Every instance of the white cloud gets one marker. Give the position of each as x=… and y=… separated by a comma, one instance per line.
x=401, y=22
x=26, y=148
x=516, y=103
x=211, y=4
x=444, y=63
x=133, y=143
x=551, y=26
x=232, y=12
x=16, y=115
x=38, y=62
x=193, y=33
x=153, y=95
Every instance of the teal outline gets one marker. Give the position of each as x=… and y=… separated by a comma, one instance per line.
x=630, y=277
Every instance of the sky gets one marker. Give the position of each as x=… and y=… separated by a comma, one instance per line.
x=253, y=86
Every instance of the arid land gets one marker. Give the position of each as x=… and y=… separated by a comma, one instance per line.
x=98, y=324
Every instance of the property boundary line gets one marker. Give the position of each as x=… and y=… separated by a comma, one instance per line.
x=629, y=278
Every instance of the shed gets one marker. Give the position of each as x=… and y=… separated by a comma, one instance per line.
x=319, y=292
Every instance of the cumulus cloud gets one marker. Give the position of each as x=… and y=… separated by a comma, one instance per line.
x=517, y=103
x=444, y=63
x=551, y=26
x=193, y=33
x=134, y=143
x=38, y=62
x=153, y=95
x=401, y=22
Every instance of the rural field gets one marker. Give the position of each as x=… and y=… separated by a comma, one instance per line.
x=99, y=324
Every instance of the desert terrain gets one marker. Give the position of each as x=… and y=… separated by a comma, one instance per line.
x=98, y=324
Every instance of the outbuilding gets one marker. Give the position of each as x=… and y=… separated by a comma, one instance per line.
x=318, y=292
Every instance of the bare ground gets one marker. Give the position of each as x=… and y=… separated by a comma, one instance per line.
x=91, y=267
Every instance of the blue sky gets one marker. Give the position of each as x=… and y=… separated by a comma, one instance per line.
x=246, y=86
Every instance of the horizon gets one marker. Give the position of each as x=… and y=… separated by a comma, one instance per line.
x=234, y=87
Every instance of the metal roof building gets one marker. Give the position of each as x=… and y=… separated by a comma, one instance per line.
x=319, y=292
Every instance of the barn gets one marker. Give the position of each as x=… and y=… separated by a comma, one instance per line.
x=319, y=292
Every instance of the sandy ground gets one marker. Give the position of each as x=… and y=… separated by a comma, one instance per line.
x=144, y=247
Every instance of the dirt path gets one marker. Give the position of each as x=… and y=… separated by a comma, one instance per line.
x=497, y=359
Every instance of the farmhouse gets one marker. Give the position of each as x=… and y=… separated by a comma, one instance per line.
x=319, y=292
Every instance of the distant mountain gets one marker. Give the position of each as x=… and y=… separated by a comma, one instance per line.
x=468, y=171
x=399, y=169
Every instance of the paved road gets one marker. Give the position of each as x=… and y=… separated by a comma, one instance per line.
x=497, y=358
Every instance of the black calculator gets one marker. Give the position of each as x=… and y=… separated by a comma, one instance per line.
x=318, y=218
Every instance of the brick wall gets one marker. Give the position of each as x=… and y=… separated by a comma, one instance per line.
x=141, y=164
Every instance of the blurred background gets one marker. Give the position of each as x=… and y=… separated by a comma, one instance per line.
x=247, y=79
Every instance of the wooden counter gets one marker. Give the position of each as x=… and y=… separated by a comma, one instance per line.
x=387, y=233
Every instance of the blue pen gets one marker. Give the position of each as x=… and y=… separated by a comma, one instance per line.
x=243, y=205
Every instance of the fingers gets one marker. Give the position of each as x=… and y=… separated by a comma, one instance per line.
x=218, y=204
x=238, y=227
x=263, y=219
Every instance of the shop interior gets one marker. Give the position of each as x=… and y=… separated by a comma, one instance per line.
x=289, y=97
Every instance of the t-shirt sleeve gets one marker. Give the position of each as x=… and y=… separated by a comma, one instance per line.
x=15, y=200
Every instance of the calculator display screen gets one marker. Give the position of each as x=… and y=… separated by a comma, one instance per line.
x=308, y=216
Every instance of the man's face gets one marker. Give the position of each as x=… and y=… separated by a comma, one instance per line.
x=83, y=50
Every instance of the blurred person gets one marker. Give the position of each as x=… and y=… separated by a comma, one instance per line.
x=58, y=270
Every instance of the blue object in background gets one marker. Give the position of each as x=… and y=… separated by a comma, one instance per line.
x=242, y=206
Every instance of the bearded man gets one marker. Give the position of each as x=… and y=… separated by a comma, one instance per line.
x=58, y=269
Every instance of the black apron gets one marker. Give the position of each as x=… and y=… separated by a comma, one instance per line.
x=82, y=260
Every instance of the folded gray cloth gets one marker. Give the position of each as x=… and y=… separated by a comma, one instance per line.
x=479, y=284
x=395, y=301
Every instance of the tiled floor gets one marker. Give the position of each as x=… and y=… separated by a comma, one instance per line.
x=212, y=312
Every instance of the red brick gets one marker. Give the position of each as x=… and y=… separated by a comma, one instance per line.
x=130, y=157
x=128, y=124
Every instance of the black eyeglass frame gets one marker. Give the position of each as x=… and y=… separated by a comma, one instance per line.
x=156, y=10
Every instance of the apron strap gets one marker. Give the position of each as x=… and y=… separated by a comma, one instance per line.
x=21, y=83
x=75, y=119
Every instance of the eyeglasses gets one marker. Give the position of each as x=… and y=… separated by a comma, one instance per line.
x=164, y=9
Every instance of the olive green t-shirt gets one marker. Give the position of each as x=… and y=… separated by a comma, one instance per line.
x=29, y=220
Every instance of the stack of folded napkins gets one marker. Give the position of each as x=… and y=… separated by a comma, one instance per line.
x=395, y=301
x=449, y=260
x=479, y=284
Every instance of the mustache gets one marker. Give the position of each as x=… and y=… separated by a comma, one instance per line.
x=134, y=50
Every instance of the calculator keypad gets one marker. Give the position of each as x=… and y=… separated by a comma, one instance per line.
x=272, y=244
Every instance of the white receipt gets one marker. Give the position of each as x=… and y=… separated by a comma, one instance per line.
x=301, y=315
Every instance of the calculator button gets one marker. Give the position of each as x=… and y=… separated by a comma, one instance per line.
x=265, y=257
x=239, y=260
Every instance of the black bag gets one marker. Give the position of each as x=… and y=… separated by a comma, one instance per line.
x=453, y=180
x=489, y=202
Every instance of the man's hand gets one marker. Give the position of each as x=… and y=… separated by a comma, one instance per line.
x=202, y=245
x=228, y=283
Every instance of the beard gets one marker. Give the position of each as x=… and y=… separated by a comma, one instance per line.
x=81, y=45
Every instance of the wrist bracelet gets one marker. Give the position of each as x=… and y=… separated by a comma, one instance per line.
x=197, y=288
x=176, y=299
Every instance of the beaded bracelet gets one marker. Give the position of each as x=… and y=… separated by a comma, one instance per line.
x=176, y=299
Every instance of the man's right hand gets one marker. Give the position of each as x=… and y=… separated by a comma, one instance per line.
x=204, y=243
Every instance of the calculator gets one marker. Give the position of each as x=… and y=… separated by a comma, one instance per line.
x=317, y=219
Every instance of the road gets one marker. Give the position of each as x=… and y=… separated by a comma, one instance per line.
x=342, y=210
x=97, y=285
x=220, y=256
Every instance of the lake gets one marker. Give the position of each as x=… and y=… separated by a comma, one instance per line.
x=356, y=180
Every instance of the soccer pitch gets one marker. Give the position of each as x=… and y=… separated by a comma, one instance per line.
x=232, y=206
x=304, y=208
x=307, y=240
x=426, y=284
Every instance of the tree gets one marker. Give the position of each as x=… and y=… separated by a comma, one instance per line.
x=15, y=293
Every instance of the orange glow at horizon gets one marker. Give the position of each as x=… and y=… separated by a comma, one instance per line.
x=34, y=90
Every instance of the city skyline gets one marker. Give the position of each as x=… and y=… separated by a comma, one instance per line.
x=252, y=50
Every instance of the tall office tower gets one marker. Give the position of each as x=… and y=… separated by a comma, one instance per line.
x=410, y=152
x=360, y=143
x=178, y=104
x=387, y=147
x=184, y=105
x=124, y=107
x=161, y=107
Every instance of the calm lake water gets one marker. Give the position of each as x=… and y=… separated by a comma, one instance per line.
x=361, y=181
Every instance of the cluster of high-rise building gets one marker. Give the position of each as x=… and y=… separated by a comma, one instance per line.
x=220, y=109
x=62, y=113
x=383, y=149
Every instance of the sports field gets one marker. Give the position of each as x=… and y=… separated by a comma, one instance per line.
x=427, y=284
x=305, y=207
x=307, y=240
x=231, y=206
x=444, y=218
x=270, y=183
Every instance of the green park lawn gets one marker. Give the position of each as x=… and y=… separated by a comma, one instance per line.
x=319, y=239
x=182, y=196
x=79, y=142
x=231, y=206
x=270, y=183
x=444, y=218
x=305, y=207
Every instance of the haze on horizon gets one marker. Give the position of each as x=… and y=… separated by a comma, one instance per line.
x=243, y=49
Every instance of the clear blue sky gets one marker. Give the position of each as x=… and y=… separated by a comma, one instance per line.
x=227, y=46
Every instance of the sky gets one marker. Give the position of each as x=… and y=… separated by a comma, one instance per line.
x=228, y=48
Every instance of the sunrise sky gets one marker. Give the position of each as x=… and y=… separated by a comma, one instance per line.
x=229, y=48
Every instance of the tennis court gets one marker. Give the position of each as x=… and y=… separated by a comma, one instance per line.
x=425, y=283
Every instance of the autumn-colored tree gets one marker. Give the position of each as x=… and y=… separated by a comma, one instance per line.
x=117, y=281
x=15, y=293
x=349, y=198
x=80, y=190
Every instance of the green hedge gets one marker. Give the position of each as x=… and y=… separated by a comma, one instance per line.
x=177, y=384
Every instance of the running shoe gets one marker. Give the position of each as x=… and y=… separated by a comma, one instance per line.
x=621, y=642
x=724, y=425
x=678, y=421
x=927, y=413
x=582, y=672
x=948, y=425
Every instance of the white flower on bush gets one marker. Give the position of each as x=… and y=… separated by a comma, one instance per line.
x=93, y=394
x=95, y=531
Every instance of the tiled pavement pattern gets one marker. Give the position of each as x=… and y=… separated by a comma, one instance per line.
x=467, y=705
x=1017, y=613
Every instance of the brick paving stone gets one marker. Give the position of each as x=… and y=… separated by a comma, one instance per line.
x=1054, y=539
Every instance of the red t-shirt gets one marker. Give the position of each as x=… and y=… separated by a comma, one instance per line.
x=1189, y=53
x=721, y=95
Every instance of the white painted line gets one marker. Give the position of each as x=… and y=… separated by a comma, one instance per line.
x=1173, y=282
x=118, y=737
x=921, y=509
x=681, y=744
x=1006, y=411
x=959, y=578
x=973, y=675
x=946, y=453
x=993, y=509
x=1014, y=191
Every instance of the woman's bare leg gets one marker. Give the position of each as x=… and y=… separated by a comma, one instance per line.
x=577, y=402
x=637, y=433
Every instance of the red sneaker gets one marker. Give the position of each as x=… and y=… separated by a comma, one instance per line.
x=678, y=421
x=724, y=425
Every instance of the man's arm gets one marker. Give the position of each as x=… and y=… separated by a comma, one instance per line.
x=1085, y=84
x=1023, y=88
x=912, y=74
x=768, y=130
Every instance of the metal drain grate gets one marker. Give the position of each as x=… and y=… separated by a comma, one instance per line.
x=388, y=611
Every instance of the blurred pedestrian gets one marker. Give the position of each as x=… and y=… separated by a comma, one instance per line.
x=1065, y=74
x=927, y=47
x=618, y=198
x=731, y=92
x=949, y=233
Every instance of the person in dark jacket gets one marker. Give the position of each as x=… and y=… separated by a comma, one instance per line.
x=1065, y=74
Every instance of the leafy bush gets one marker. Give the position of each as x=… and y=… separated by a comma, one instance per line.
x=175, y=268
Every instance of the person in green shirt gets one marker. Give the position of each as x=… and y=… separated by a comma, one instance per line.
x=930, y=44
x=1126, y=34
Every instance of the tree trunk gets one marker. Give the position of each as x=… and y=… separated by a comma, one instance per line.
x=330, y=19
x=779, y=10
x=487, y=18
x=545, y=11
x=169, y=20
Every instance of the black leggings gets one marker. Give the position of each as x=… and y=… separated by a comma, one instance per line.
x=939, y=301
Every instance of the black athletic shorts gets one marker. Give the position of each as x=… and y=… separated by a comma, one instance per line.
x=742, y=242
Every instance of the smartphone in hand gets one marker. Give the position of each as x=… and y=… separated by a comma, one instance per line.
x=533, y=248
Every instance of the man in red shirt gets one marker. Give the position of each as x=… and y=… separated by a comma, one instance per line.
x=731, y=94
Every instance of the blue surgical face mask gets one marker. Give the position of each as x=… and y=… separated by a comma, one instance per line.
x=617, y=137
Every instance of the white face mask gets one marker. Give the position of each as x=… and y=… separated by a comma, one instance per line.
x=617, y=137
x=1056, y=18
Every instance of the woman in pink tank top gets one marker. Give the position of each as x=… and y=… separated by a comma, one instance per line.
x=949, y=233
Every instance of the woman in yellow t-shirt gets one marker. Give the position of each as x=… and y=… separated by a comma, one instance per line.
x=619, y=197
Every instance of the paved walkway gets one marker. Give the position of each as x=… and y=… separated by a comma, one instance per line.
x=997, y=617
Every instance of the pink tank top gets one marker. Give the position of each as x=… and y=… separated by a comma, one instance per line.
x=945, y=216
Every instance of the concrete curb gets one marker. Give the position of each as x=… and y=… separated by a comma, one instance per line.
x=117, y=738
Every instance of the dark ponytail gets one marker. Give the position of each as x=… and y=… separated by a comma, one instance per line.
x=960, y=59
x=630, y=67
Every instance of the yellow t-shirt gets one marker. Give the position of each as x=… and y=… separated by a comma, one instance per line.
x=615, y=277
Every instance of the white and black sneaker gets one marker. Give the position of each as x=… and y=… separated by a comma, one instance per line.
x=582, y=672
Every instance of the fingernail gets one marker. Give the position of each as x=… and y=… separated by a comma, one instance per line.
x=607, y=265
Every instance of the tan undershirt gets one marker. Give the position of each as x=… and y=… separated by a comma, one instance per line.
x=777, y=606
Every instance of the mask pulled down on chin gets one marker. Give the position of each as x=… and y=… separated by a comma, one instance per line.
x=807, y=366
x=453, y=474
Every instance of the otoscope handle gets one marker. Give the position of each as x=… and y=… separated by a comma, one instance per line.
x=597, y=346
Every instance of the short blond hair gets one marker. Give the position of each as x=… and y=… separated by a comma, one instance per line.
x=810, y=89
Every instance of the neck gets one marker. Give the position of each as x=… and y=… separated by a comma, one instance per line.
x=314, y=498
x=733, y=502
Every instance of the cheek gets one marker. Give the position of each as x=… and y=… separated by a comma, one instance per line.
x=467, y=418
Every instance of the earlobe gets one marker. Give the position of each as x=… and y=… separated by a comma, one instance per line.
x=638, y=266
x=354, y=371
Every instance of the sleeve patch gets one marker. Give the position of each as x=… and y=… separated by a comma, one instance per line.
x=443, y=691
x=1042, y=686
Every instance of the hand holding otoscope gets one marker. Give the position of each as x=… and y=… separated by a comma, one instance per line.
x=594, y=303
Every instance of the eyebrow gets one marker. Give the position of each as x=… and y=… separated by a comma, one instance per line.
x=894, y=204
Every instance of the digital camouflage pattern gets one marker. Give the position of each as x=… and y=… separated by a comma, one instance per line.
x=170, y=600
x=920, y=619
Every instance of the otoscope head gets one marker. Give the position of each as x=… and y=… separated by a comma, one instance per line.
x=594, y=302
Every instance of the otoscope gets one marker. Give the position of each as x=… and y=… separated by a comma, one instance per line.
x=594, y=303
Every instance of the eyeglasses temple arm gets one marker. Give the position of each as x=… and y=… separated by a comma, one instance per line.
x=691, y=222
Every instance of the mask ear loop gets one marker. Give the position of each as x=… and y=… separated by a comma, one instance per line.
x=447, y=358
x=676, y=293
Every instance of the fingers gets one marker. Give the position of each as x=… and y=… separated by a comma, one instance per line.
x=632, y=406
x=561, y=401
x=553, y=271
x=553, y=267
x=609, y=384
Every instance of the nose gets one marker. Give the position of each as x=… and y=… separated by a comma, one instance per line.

**Problem:**
Beginning with the line that has "Every instance of the mask ear", set down every line of the entries above through the final one, unchanged.

**Answer space:**
Every instance of the mask ear loop gets one marker. Give the position of each as x=… and y=… separated by a comma, one instance per line.
x=447, y=358
x=676, y=293
Every instance of the fingers gets one marker. Give the position of each as x=… and y=… separated by a comma, one instance per line.
x=632, y=406
x=561, y=401
x=553, y=271
x=553, y=267
x=609, y=384
Every instance of the nose gets one marker. Give the position of each as x=… and y=… separated by a comma, one instance per line.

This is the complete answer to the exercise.